[Collected data]
Content starts

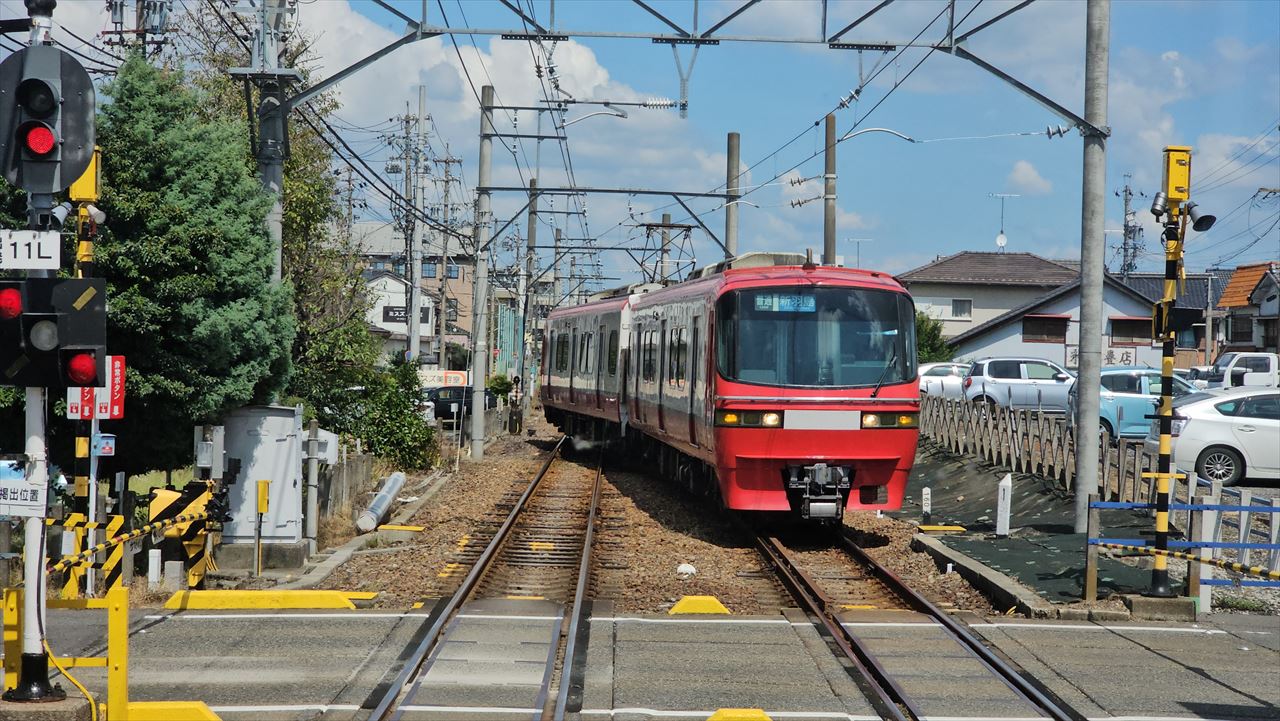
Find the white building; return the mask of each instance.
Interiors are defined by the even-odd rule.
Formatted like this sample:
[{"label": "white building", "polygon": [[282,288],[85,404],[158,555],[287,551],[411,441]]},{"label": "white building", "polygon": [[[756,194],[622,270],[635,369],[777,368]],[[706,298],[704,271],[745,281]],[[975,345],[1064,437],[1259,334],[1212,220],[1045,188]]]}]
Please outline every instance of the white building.
[{"label": "white building", "polygon": [[[365,280],[369,298],[373,301],[365,320],[374,335],[382,339],[384,357],[404,356],[409,349],[409,283],[390,271],[379,270]],[[423,291],[419,308],[419,343],[427,365],[436,359],[436,303],[437,298]]]}]

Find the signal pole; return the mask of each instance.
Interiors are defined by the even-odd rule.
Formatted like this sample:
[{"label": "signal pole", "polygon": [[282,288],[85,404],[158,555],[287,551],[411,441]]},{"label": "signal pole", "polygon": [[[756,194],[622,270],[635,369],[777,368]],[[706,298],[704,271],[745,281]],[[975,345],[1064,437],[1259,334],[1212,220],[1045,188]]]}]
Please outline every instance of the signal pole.
[{"label": "signal pole", "polygon": [[822,264],[836,264],[836,116],[827,114],[826,169],[822,175]]},{"label": "signal pole", "polygon": [[[824,3],[822,8],[826,10]],[[741,153],[742,136],[738,133],[729,133],[728,139],[728,168],[725,179],[725,193],[729,196],[725,199],[724,204],[724,254],[732,258],[738,254],[738,169],[740,166],[739,155]],[[664,221],[665,222],[665,221]]]},{"label": "signal pole", "polygon": [[[445,153],[448,153],[448,152],[449,152],[448,146],[446,146]],[[445,225],[445,227],[450,227],[449,215],[452,209],[452,205],[449,202],[449,192],[453,185],[453,181],[456,180],[456,178],[453,177],[453,166],[461,165],[462,161],[459,160],[458,158],[453,157],[452,155],[446,155],[443,158],[437,158],[435,162],[444,166],[444,180],[443,180],[444,192],[442,194],[443,196],[442,201],[444,205],[441,207],[440,220]],[[448,294],[448,290],[449,290],[449,234],[448,233],[440,234],[440,271],[439,272],[440,272],[440,275],[439,275],[440,306],[436,309],[436,324],[439,326],[437,333],[440,336],[439,337],[440,346],[436,350],[439,353],[439,357],[437,359],[437,365],[439,366],[440,370],[443,371],[443,370],[449,369],[449,354],[448,354],[448,349],[446,347],[448,344],[445,342],[445,334],[448,333],[448,328],[449,328],[449,325],[448,325],[449,302],[446,298],[446,295]]]},{"label": "signal pole", "polygon": [[[426,148],[426,115],[427,115],[427,88],[425,85],[418,86],[418,116],[415,120],[417,123],[417,141],[411,142],[408,134],[409,121],[405,119],[405,193],[404,197],[410,198],[410,202],[419,208],[423,206],[423,200],[426,199],[426,193],[423,188],[423,178],[426,176],[423,162],[424,150]],[[412,168],[412,171],[410,170]],[[415,366],[421,362],[422,350],[422,232],[423,224],[418,223],[405,208],[405,240],[409,243],[409,297],[408,297],[408,321],[409,321],[409,353],[407,360]]]},{"label": "signal pole", "polygon": [[1133,189],[1129,187],[1132,173],[1124,174],[1124,190],[1120,195],[1124,198],[1124,240],[1120,244],[1120,278],[1129,282],[1129,274],[1138,267],[1138,253],[1142,252],[1142,225],[1130,207],[1133,201]]}]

Content ends

* TASK REQUIREMENTS *
Would you copy each line above exactly as given, dropping any images?

* RESULT FOR THIS TASK *
Find the white building; return the mask of each instance.
Interiors are defined by the even-odd rule.
Formatted like this sample:
[{"label": "white building", "polygon": [[282,288],[85,404],[158,555],[287,551],[411,441]]},{"label": "white building", "polygon": [[[756,194],[622,270],[635,369],[777,368]],[[706,298],[704,271],[745,281]],[[975,345],[1064,437],[1259,334],[1212,220],[1045,188]]]}]
Please outline every instance of the white building.
[{"label": "white building", "polygon": [[[365,280],[369,298],[373,301],[365,320],[374,335],[382,339],[384,357],[404,356],[409,349],[409,283],[390,271],[379,270]],[[423,291],[419,308],[419,343],[427,365],[436,359],[436,303],[437,298]]]}]

Find the signal pole; return the mask of each instance.
Interiors are defined by the even-odd rule.
Formatted like this sample:
[{"label": "signal pole", "polygon": [[282,288],[85,404],[158,555],[287,551],[411,441]]},{"label": "signal pole", "polygon": [[[756,194],[622,270],[635,369],[777,368]],[[706,298],[704,271],[745,281]],[[975,345],[1064,437],[1259,334],[1212,220],[1045,188]]]}]
Please outline every instance of the signal pole.
[{"label": "signal pole", "polygon": [[822,264],[836,264],[836,116],[827,114],[826,169],[822,175]]},{"label": "signal pole", "polygon": [[[824,3],[822,8],[826,10]],[[741,153],[742,136],[738,133],[729,133],[728,139],[728,168],[725,179],[725,193],[729,196],[725,199],[724,204],[724,254],[732,258],[738,254],[738,169],[740,166],[739,155]],[[664,221],[665,222],[665,221]]]},{"label": "signal pole", "polygon": [[[445,153],[448,153],[448,152],[449,152],[448,146],[446,146]],[[445,225],[445,227],[450,227],[449,215],[452,209],[452,205],[449,202],[449,192],[453,185],[453,181],[456,180],[456,178],[453,177],[453,166],[461,165],[462,161],[459,160],[458,158],[453,157],[452,155],[446,155],[443,158],[437,158],[435,162],[444,166],[444,180],[443,180],[444,192],[442,194],[443,196],[442,201],[444,205],[441,207],[440,220]],[[448,294],[448,290],[449,290],[449,234],[448,233],[440,234],[440,271],[439,272],[440,272],[440,275],[439,275],[440,306],[436,309],[436,324],[439,326],[437,333],[440,336],[439,337],[440,346],[436,350],[439,353],[439,357],[437,359],[437,365],[439,366],[440,370],[443,371],[443,370],[449,369],[449,354],[448,354],[448,349],[446,347],[448,344],[445,342],[445,334],[448,333],[448,328],[449,328],[449,325],[448,325],[449,302],[446,298],[446,295]]]},{"label": "signal pole", "polygon": [[[426,148],[426,115],[427,115],[427,88],[425,85],[418,86],[418,116],[415,120],[417,123],[417,141],[411,142],[408,134],[409,121],[405,119],[405,193],[404,197],[410,198],[410,202],[419,208],[423,206],[423,200],[426,199],[426,193],[423,188],[423,178],[426,176],[423,162],[424,150]],[[412,168],[412,171],[410,170]],[[415,366],[421,362],[422,350],[422,232],[423,224],[418,223],[405,208],[405,240],[409,243],[409,297],[408,297],[408,321],[409,321],[409,353],[407,360]]]},{"label": "signal pole", "polygon": [[1133,189],[1129,187],[1132,173],[1124,174],[1124,190],[1120,195],[1124,198],[1124,240],[1120,244],[1120,278],[1129,282],[1129,274],[1138,267],[1138,253],[1142,252],[1142,225],[1130,207],[1133,201]]}]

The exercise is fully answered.